Problem: Write out all records as given; omit images.

Material:

══════════════════════════════

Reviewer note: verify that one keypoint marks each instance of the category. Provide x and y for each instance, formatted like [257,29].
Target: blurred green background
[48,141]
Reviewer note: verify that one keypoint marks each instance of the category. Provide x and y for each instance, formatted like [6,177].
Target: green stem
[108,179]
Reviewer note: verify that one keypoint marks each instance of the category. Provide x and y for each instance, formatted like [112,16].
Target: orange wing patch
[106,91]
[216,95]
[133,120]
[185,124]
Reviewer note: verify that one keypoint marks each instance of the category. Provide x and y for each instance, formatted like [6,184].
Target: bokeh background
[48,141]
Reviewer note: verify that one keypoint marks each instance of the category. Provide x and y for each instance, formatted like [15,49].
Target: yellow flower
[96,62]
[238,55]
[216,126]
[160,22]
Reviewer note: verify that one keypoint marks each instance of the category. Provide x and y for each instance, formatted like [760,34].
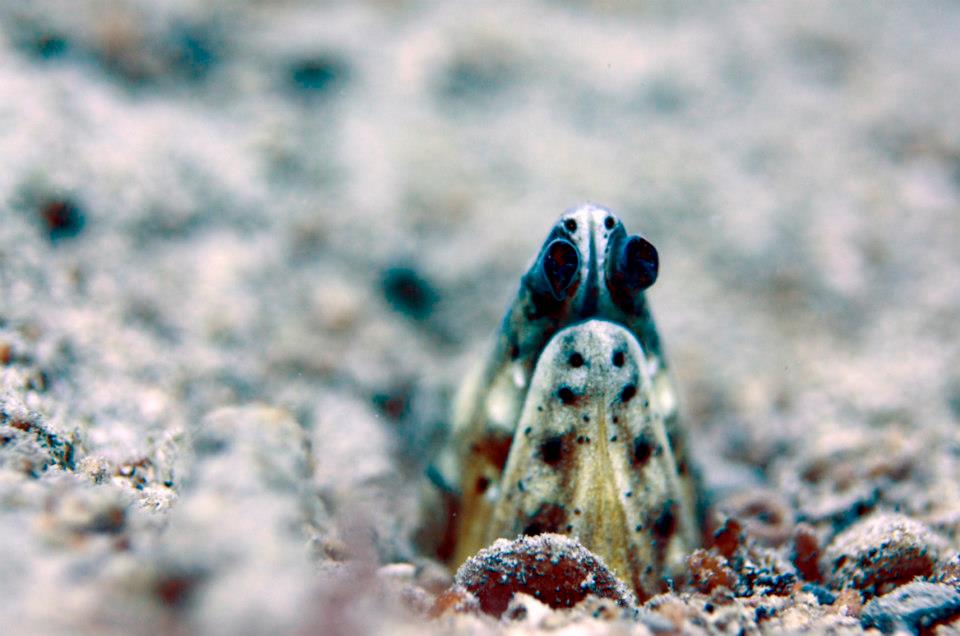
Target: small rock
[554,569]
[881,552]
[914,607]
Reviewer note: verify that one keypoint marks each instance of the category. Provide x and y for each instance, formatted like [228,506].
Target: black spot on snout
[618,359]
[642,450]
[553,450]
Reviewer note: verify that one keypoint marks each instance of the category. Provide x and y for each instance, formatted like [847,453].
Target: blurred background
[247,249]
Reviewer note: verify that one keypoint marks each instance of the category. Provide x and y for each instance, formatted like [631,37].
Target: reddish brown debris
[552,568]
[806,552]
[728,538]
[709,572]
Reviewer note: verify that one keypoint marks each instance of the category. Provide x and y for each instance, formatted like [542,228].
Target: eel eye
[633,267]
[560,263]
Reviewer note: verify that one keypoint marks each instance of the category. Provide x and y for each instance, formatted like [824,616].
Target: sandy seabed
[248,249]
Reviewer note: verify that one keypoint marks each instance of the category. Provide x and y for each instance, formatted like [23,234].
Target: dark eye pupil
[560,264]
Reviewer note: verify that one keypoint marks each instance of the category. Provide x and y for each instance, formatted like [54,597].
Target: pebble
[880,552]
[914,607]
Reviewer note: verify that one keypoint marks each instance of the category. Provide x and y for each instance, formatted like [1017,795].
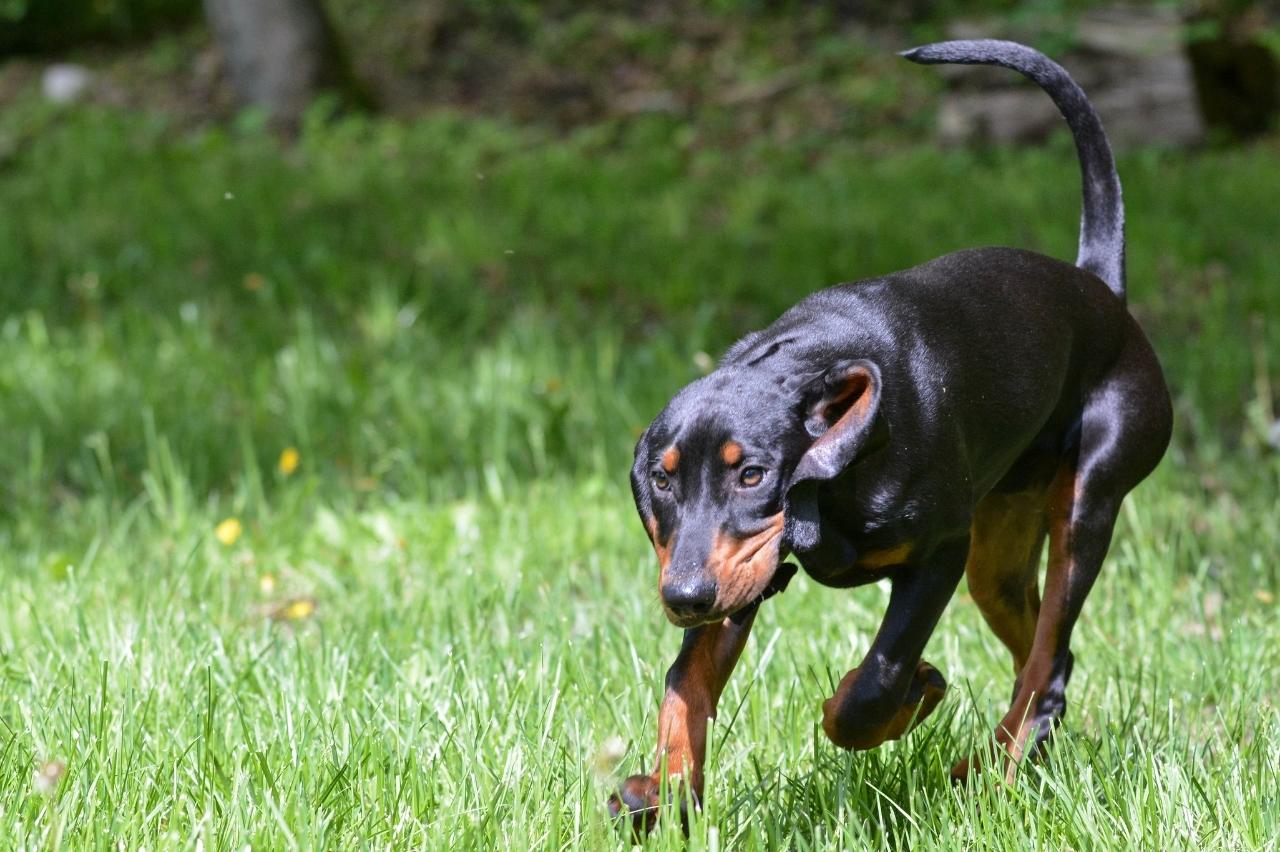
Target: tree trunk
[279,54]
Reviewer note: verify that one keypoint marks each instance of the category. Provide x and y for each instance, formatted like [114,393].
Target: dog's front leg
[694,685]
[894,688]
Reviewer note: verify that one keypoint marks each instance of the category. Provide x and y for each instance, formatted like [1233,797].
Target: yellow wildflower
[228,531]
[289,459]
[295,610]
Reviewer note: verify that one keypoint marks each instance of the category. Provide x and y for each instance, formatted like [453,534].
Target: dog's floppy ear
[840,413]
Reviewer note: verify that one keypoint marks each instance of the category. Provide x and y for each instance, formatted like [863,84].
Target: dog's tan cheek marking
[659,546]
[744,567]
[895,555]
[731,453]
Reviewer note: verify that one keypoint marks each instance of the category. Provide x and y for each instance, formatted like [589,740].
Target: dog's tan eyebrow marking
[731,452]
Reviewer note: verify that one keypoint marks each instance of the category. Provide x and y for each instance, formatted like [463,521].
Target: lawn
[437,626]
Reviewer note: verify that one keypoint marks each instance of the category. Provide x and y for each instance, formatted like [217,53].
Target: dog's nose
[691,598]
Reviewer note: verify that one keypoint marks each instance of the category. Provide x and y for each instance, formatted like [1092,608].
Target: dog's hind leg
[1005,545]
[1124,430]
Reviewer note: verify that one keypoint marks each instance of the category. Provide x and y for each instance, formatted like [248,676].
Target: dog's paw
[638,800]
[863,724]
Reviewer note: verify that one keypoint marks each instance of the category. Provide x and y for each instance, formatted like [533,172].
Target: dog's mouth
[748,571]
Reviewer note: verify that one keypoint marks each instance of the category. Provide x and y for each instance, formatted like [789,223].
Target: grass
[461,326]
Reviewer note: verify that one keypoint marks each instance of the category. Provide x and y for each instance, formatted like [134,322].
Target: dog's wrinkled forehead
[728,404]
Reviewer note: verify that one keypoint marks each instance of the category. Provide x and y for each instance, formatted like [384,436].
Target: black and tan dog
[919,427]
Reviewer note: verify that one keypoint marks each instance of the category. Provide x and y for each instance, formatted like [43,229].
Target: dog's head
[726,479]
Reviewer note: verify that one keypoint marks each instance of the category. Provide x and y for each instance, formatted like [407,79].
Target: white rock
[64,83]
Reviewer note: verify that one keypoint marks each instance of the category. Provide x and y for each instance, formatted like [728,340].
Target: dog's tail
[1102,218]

══════════════════════════════

Completed exercise:
Reviewer note: verify that one keypoint marks each instance of the category. Provide x and y for each instance, formatted like [257,29].
Target: blurred green background
[48,141]
Reviewer note: verify that one keypoint marks each instance of the category. Provide x and y for each instance, formatted like [6,177].
Target: green stem
[108,179]
Reviewer note: verify that one keypoint marks each instance of the category. Provide x and y for each instance, formatted like [112,16].
Target: orange wing patch
[106,91]
[216,95]
[133,120]
[185,124]
Reviewer note: verify that one keypoint marks each instance of the category. Provide x and y for each instance, formatted like [6,184].
Target: bokeh background
[48,141]
Reviewer note: verify that one keypoint marks each instance of the category. Provide x and y for each instance, formatted like [15,49].
Target: yellow flower
[96,62]
[238,55]
[216,126]
[160,22]
Reviewer note: verify that one keypoint marks each instance of the category. Provide x and y for each instance, formatted like [760,34].
Target: small rock
[554,569]
[881,552]
[914,607]
Reviewer note: verify that one keypoint marks each instance of the category. Provide x and y for each instance, formatted like [228,506].
Target: black spot on snout
[618,359]
[642,450]
[553,450]
Reviewer note: verify that one keypoint marks each instance of the category. Provide x and y for each instance, formatted like [847,453].
Target: blurred background
[247,249]
Reviewer note: verify that one keypoint marks each instance of the category. Provide x and y for each instance, formatted like [631,37].
Target: reddish brown debris
[552,568]
[806,552]
[728,538]
[709,572]
Reviewer note: verify that one keypoint marks each instance of the category. Provide x and y for each instance, formatted like [542,228].
Target: eel eye
[633,267]
[560,263]
Reviewer note: verify that one keypoint marks each instance of the category. Provide x and y for each instance, formatted like [824,616].
Target: sandy seabed
[248,249]
Reviewer note: verify that one keypoint marks each instance of the category. Provide x and y for each instance, formatted like [23,234].
Target: dark eye pupil
[560,264]
Reviewer note: verify that one keypoint marks each instance of the category. Provide x and y for each instance, formatted like [54,597].
Target: pebble
[880,552]
[914,607]
Reviewer note: verify that one keypoint marks each instance of the category. Provide x and y for each instance, formatted like [1017,795].
Target: tree trunk
[279,54]
Reviewer note: verify that one keypoint marks each instance of the category. Provide x and y for each instance, formatted like [114,393].
Target: dog's front leg
[694,685]
[894,688]
Reviewer note: verify that one keypoint marks each instance of the category. Provide x and y for each instance, formatted like [1233,797].
Target: yellow wildflower
[228,531]
[289,459]
[295,610]
Reviewer note: verify that one keypoint marks each instance of the category. Provide x and y for each instance, formatted like [453,534].
Target: dog's floppy ear
[840,413]
Reviewer note: verify that one keypoint marks each instance of the category. Provide x and y for each instance, formatted like [863,84].
Target: dog's tan cheek marking
[659,546]
[744,567]
[895,555]
[731,453]
Reviewer note: verify that one keypoint marks each instance of the category. Provide x and y for each instance, formatted like [589,740].
Target: dog's tan eyebrow marking
[731,452]
Reviewer note: verify that one keypoint marks each instance of the category. Provide x and y for each instance, formatted like [463,521].
Target: lawn
[437,626]
Reviewer note: verify that one keypoint marks each instance of the category. Provide x and y for each instance, formatted like [217,53].
Target: dog's nose
[691,598]
Reviewer note: verify that one keypoint marks each instance of the category. Provide x and y for each instance, formatted like [1092,608].
Target: dog's hind leg
[1005,545]
[1124,430]
Reviewer note: verify that one keypoint marks each instance of the category. Provide x and y for each instance, formatted like [248,676].
Target: dog's paw
[638,800]
[863,724]
Reviewer note: verify that one keypoint marks each instance of the category. Provide x and y for each instance, formatted like [533,172].
Target: dog's mouth
[748,571]
Reviewer note: verify that one keypoint marks each instance of the category. Provide x and y for each instance, formatted like [789,223].
Target: grass
[461,326]
Reviewer note: verify that one keypoint marks each instance of the category. Provide x and y for each instance, formatted like [134,322].
Target: dog's wrinkled forehead
[728,404]
Reviewer note: verify that one keypoint marks each instance of the category. Provide x and y for each instance, formatted like [384,436].
Target: black and tan dog
[919,427]
Reviewer note: verify that one keypoint marks each instance of the category. Provide x and y for each instance, formatted like [43,229].
Target: dog's head
[726,479]
Reviewer note: verify that one keypoint marks each instance of the category. Provide x and y for each instance, formatted like [407,79].
Target: white rock
[64,83]
Reviewer note: verify that one keypoint marks each instance of the category. Provide x and y for each instance, formatted like [728,340].
Target: dog's tail
[1102,218]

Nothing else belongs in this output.